INSTRUCTIONS TO FOLLOW:
Print the data again, exactly.

ENTRIES SHOWN:
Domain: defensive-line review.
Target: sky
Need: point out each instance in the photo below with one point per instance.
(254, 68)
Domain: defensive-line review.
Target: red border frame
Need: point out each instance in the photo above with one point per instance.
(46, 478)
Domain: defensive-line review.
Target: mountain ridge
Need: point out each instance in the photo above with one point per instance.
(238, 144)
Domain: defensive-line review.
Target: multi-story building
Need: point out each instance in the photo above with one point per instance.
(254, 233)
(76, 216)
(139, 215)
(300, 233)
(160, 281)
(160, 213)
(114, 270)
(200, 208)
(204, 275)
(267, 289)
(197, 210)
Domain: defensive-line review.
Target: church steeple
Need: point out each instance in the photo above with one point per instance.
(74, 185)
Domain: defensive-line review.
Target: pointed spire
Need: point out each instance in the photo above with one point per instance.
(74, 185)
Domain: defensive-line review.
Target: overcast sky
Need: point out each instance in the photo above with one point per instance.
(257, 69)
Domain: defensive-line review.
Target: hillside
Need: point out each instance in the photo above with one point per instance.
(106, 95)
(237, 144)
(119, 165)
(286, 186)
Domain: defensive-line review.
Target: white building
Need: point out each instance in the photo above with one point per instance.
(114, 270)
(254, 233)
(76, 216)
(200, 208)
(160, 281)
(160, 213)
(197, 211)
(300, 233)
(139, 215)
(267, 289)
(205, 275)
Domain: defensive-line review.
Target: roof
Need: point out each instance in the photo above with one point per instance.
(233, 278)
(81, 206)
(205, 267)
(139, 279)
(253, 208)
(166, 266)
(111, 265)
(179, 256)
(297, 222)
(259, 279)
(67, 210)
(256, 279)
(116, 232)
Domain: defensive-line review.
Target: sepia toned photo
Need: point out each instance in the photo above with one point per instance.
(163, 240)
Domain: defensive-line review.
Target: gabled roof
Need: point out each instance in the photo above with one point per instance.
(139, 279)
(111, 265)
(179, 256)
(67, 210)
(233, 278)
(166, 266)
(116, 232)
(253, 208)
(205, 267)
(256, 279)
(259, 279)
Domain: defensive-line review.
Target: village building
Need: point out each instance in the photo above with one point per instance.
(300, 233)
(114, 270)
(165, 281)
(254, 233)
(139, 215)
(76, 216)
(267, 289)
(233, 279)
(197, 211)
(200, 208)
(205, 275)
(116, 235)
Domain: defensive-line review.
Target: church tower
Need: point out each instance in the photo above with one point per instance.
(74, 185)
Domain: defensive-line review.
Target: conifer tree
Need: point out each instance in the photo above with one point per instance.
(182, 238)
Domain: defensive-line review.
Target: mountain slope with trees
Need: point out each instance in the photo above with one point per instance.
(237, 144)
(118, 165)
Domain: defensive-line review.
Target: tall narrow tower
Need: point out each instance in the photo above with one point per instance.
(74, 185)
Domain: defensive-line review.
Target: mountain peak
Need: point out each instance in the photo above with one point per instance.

SOLUTION TO THE EXERCISE:
Domain: defensive-line review.
Target: sky
Need: point out each instance in the photo below with one point per instance.
(254, 68)
Domain: defensive-line review.
Target: red border frame
Need: point out each instance in the photo above with one point per instance.
(46, 478)
Domain: defensive-line review.
Target: mountain ridge
Need: point out each instance in the photo above with one point per instance.
(238, 144)
Domain: defensive-line review.
Target: multi-story building
Need: point out each instance in the photo above with one point per instance.
(254, 233)
(76, 216)
(139, 215)
(300, 233)
(160, 281)
(160, 213)
(114, 270)
(200, 208)
(204, 275)
(267, 289)
(197, 210)
Domain: defensive-line review.
Target: church steeple
Need: point out each instance in the photo above with one point per instance.
(74, 185)
Domain: defensive-line review.
Target: pointed spire
Need: point out each instance in the photo above with one point per instance.
(74, 185)
Domain: defensive-line review.
Target: overcast sky
Need: point out each instance in the photo above with one point per instance.
(257, 69)
Domain: defensive-line review.
Target: hillside
Need: point out each instance in the photo above with one point per instance.
(106, 95)
(237, 144)
(119, 165)
(286, 186)
Domain: defensive-line review.
Target: white building
Need: point out each instance in the photo above with one point per instance.
(114, 270)
(254, 233)
(76, 216)
(200, 208)
(160, 281)
(160, 213)
(197, 211)
(300, 233)
(139, 215)
(267, 289)
(205, 275)
Domain: defensive-line review.
Target: roof
Need: point out each instance in the photo above with one point per instance.
(233, 278)
(81, 206)
(205, 267)
(139, 279)
(253, 208)
(166, 266)
(111, 265)
(179, 256)
(297, 222)
(259, 279)
(67, 210)
(256, 279)
(116, 232)
Domain: defensive-line review.
Target: sepia toned photo
Need: point out each instance in the photo above with one point per instance.
(163, 240)
Domain: defensive-line review.
Target: gabled roof
Need: point out each instance in the photo above with one point per instance.
(139, 279)
(111, 265)
(179, 256)
(67, 210)
(233, 278)
(166, 266)
(116, 232)
(253, 208)
(205, 267)
(256, 279)
(259, 279)
Domain: defensive-line review.
Target: village building
Need: point out each instance in the photo above with one point per instance.
(300, 233)
(114, 270)
(165, 281)
(254, 233)
(139, 215)
(76, 216)
(267, 289)
(233, 279)
(197, 211)
(200, 208)
(205, 275)
(116, 235)
Domain: defensive-line review.
Target: church tower
Need: point out each instance in the photo above with one point per instance.
(74, 185)
Domain: defensive-line review.
Target: conifer tree
Need: point out each instance in the photo above with one point per instance.
(182, 238)
Domain: defensive-line review.
Target: mountain slope with trees
Need: point out each instance in the photo above with one point per instance.
(237, 144)
(118, 165)
Domain: defensive-line review.
Target: tall narrow tower
Need: point out each instance in the photo above with one point per instance.
(74, 185)
Domain: defensive-line review.
Target: mountain peak
Need: point out each instance in the photo above with one point per instance.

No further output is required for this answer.